* [Data supplied]:
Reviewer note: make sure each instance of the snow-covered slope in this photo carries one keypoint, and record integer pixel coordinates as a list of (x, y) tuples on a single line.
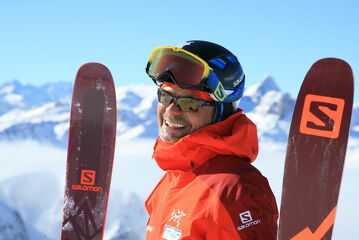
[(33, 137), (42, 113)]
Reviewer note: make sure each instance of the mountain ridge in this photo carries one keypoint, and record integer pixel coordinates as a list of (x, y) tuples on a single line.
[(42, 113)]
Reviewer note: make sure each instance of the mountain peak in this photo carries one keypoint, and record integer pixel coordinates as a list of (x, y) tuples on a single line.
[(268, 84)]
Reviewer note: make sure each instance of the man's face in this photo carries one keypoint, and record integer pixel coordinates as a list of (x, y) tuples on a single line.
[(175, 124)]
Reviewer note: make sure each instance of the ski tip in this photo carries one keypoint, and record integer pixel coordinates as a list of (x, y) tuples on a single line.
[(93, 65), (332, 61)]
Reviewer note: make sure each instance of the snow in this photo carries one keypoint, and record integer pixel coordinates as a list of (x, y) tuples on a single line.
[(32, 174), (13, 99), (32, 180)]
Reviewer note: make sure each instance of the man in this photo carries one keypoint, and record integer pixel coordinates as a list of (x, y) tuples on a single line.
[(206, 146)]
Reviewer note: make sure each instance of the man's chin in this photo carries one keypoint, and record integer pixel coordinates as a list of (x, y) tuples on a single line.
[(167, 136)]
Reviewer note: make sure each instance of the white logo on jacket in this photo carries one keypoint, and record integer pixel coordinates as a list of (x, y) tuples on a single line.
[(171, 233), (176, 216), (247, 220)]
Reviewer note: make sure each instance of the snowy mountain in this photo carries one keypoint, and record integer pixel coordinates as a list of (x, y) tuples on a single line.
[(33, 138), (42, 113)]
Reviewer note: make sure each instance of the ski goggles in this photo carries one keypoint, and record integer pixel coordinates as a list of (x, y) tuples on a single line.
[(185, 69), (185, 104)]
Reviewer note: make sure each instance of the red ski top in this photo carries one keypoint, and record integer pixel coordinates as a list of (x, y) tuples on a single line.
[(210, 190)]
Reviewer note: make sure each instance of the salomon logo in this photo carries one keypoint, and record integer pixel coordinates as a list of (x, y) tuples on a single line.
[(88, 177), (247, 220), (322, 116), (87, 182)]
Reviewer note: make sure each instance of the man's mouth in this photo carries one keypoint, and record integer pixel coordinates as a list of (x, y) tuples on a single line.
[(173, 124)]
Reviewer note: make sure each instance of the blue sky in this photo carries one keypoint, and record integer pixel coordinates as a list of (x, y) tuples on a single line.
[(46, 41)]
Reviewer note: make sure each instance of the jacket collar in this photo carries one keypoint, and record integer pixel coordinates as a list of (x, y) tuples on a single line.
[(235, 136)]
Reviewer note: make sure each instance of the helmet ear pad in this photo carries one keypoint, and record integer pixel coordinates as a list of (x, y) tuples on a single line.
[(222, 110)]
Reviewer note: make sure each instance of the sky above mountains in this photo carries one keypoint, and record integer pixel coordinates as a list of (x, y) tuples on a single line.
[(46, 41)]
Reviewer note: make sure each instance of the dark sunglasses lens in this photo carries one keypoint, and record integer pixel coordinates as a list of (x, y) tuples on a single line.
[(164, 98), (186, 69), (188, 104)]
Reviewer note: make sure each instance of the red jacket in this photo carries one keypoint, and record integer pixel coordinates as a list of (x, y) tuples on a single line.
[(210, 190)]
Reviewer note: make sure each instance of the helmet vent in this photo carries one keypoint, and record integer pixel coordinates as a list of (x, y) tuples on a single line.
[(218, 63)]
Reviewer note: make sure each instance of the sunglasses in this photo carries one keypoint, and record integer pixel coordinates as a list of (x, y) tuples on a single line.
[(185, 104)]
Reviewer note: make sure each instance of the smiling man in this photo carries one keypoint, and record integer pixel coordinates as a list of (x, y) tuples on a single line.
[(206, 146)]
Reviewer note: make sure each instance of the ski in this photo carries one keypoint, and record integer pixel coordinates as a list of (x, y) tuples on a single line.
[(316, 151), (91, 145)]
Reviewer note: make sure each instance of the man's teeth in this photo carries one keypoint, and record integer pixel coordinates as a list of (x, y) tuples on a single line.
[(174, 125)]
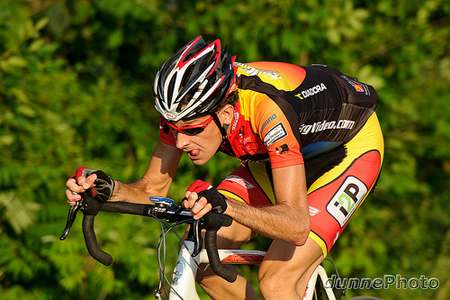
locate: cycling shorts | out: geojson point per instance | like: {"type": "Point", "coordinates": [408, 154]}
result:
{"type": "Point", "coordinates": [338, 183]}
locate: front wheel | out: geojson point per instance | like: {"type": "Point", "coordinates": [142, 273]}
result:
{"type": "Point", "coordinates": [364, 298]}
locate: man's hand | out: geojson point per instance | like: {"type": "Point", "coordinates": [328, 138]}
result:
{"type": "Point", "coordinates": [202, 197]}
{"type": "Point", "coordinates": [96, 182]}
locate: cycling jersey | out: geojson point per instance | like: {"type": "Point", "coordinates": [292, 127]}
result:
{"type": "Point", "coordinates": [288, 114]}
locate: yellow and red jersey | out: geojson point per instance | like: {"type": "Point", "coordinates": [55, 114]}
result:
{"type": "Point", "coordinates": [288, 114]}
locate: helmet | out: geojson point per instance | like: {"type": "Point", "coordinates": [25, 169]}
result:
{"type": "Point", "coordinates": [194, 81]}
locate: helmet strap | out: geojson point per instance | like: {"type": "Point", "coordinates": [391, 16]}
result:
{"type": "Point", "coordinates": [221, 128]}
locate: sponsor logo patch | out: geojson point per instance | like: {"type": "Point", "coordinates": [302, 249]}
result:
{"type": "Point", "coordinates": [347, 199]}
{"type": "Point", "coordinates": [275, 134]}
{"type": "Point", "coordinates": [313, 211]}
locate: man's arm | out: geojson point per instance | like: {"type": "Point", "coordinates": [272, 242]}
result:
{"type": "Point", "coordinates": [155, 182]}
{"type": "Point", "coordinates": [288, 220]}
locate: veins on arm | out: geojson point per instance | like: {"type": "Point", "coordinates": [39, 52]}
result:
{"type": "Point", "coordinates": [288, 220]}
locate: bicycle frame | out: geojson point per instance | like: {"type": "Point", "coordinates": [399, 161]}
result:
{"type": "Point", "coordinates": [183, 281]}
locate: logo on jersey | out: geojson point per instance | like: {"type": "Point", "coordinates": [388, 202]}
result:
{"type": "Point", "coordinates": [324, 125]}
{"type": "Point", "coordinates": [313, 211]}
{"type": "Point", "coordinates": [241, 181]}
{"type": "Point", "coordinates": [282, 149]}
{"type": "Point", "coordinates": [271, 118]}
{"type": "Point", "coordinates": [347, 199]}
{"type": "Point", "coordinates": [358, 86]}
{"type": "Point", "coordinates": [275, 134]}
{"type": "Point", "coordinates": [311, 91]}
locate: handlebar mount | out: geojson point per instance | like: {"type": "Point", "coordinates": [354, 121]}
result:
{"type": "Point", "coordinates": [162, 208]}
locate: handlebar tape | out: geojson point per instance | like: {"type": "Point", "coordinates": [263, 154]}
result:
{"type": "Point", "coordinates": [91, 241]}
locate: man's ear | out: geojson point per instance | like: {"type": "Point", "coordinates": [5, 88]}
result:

* [What you need to do]:
Text only, no pictures: copy every entry exactly.

* [Answer space]:
Reviewer note: make sure each instance of the snow-covered slope in this photo carries one keypoint, and record integer pixel coordinates as a list of (x, y) tuples on a single line.
[(33, 137), (42, 113)]
Reviewer note: make sure each instance of the mountain ridge in this photo carries one keypoint, and record integer pixel coordinates as a list of (x, y) tuples on a single line.
[(42, 113)]
Reviewer note: make sure each instance of the mountain peak in this photo carries one keypoint, and record integer pixel coordinates as a list of (x, y) tuples on a single line.
[(268, 84)]
Reviewer note: make sure each instance of the man's face in this photo carries one keypoint, and record integer pixel coordinates as a list of (x, y) tuples on a single line.
[(175, 124)]
Reviewer note: make sure each instance of the ski tip in this photo carries one keypoint, and record integer pixel coordinates as a list of (x, y) tuples on a single line.
[(93, 65), (332, 61)]
Reviewer note: make sure each instance of the snow in this photo carries one keypoint, and record integer pixel coordinates as a list of (x, y) tuples on a single line.
[(32, 174), (13, 99), (32, 180)]
Reviewer note: make sure each instance of the man in this photo carries one keypoint, and record integer pixel coordinates as a list of (x, y) tuples on a single line.
[(206, 146)]
Reviewer note: make sure each instance of the man's chin in this photo carries one keypoint, and record integer pixel coordinates as a list of (x, y) tuples on a single line.
[(167, 136)]
Reviewer note: make sure each instance of the white logo on jacket in this photo carries one keypoint, and record integer pixel coordinates as a list of (x, y) tuples on a single line.
[(171, 233), (176, 216), (247, 220)]
Reviewer note: make sure each instance of the snowy mountain in this photo carries one keypoint, and record integer pixel coordinates as a list of (x, y) tuples on a single line.
[(33, 138), (42, 113)]
Reviewer note: make sure each instance of the ski goggles in this photo carries one keypoint, and record integer pixel coordinates as a list of (x, y) tuples on a single line.
[(185, 69), (185, 104)]
Reviewer note: make sure each instance of the red ski top in this photo carries one keypoint, and record integer pixel coordinates as a list of (x, y) tuples on a single line.
[(210, 190)]
Reviewer note: make sure each instance of the salomon logo in this photo carries one keypoint, and record integer pixel coordinates as a list of (x, y) tuples on a single line.
[(88, 177), (247, 220), (322, 116), (87, 182)]
Reviewer note: make sure each instance of the man's mouth in this photo carries one keypoint, and record integer pixel coordinates as a list of (x, y) tuples on a single line.
[(173, 124)]
Reviewer note: make sure each instance of the blue sky in this photo carries one keypoint, and record integer pixel coordinates as a list of (x, y) tuples on a single line.
[(46, 41)]
Reviewer note: make sure each instance of the jacket collar in this photo carries one keypoint, and record integer pixel coordinates as a list of (x, y) tuples on a single line.
[(235, 136)]
Reviewer note: make sure each instance of the helmet ear pad in this photo carries one keypoint, and record integer pixel coordinates as a list of (x, y) tuples on a single line.
[(222, 110)]
Reviewer note: make sure each instance of the sky above mountains in this photo carries one keypoint, and record integer pixel coordinates as a list of (x, y) tuples on a single line.
[(46, 41)]
Reviewer note: make sure each instance of the dark sunglasses lens in this photo carries one keypoint, and record integer pixel coordinates as a list of (x, y) tuples on a single line.
[(164, 98), (186, 69), (188, 104)]
Reviewer note: make sure each instance of the red jacket in this photo carries one keypoint, and record integer pixel coordinates as a list of (x, y) tuples on a single line.
[(210, 190)]
Reviewer note: make sure each instance of the helmet vent in this photo carries one keypoint, and record integer pixel coordinates as a list of (x, y) tuples on a single line.
[(218, 63)]
Reviewer note: make sure each instance of the sunglasses in this photo carries one keypoint, and record integer pixel coordinates as a list of (x, y) tuples on a single line.
[(185, 104)]
Reviewer note: make sure each instance of the smiling man in this photo carries one keypoint, and record integer pixel coordinates as a list of (x, y) tuples on a single line.
[(206, 146)]
Reviewer note: make sure each instance of the ski in this photo carries one keypoint, and record integer pixel coordinates as a list of (x, y) tuples on a single line.
[(316, 151), (91, 145)]
Reviewer note: make sure each instance of the man's teeth in this photo carries one keypoint, and record integer pixel coordinates as a list of (x, y) tuples on a single line.
[(174, 125)]
locate: cycling shorts | out: geojson point per instance | like: {"type": "Point", "coordinates": [408, 154]}
result:
{"type": "Point", "coordinates": [338, 183]}
locate: front wheel | out: geojson point per instance | like: {"type": "Point", "coordinates": [142, 273]}
result:
{"type": "Point", "coordinates": [364, 298]}
locate: man's hand | out: geojson point per instance | like: {"type": "Point", "coordinates": [328, 138]}
result:
{"type": "Point", "coordinates": [202, 197]}
{"type": "Point", "coordinates": [96, 182]}
locate: cycling jersey | out: geojson point per instance | like: {"type": "Point", "coordinates": [292, 127]}
result:
{"type": "Point", "coordinates": [288, 114]}
locate: yellow and red jersey | out: geojson point per instance | like: {"type": "Point", "coordinates": [55, 114]}
result:
{"type": "Point", "coordinates": [288, 114]}
locate: helmet | out: geojson point per instance | like: {"type": "Point", "coordinates": [25, 169]}
result:
{"type": "Point", "coordinates": [194, 81]}
locate: helmet strap | out: geojson point per instance | like: {"type": "Point", "coordinates": [391, 16]}
result:
{"type": "Point", "coordinates": [221, 128]}
locate: sponsor logo patch | out: geojson point per instance | like: {"type": "Point", "coordinates": [302, 249]}
result:
{"type": "Point", "coordinates": [347, 199]}
{"type": "Point", "coordinates": [275, 134]}
{"type": "Point", "coordinates": [313, 211]}
locate: man's arm | out: geojson point per instance | like: {"type": "Point", "coordinates": [272, 242]}
result:
{"type": "Point", "coordinates": [155, 182]}
{"type": "Point", "coordinates": [288, 220]}
locate: veins on arm | out: geojson point per instance | like: {"type": "Point", "coordinates": [39, 52]}
result:
{"type": "Point", "coordinates": [288, 220]}
locate: bicycle frame | out: geojson point per instance | like: {"type": "Point", "coordinates": [399, 161]}
result:
{"type": "Point", "coordinates": [183, 281]}
locate: logo on jersey | out: geojson point per instance | like: {"type": "Point", "coordinates": [388, 202]}
result:
{"type": "Point", "coordinates": [324, 125]}
{"type": "Point", "coordinates": [313, 211]}
{"type": "Point", "coordinates": [241, 181]}
{"type": "Point", "coordinates": [282, 149]}
{"type": "Point", "coordinates": [271, 118]}
{"type": "Point", "coordinates": [347, 199]}
{"type": "Point", "coordinates": [358, 86]}
{"type": "Point", "coordinates": [275, 134]}
{"type": "Point", "coordinates": [311, 91]}
locate: handlebar mount | out: geojson point per instance | like: {"type": "Point", "coordinates": [354, 121]}
result:
{"type": "Point", "coordinates": [162, 208]}
locate: handlebar tape | out: geojson point per instance | like: {"type": "Point", "coordinates": [263, 154]}
result:
{"type": "Point", "coordinates": [91, 241]}
locate: man's ear | out: geojson point per instance | like: {"type": "Point", "coordinates": [5, 88]}
result:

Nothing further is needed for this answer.